● What to do
Set down every line of the data exactly, skipping the pictures.

● Extracted material
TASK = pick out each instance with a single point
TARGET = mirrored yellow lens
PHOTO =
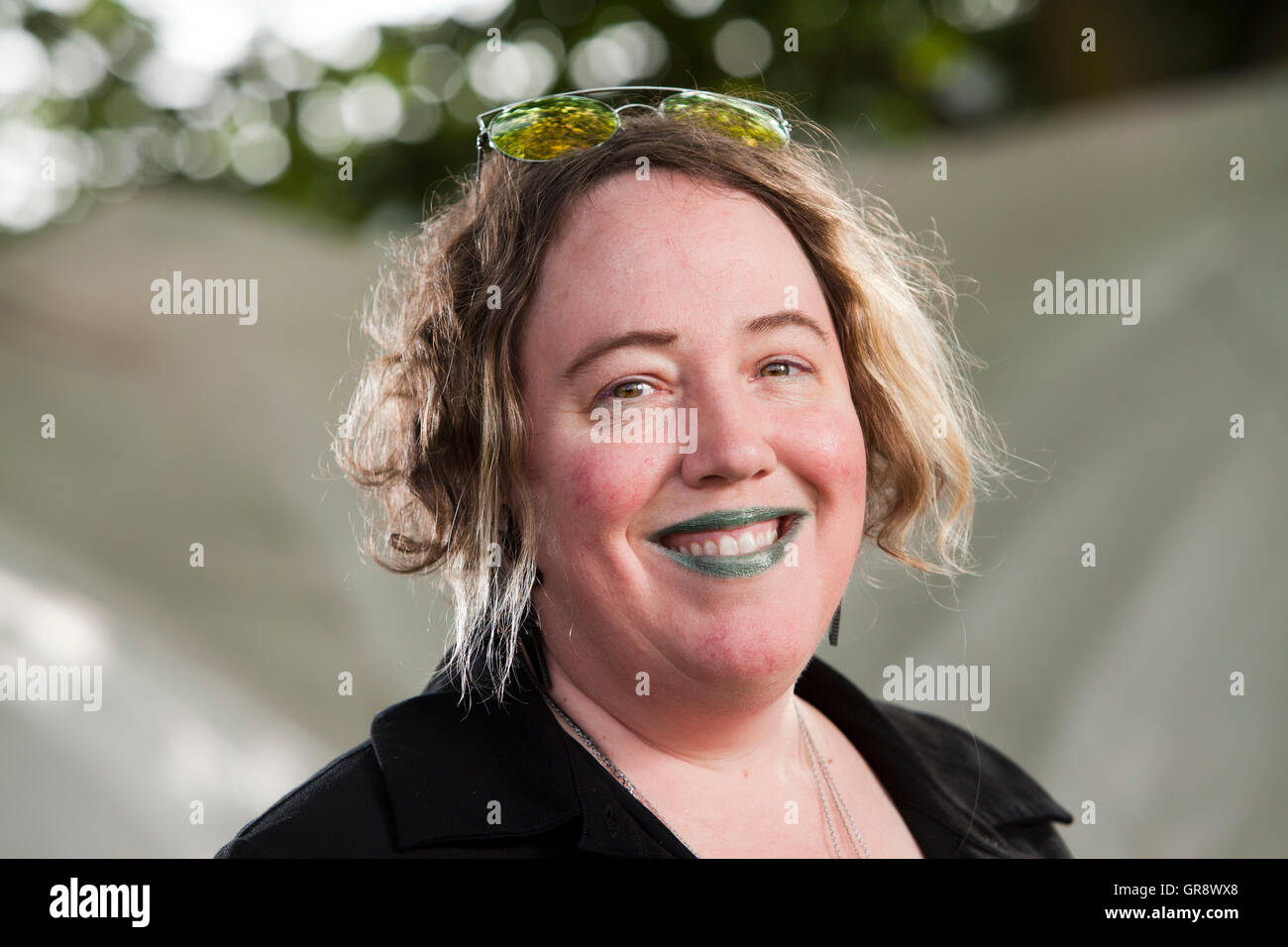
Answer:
(735, 119)
(545, 129)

● Written solution
TASK = pick out each instance with a single point
TARGET = mirrored yellow lens
PHOTO =
Answer:
(735, 119)
(545, 129)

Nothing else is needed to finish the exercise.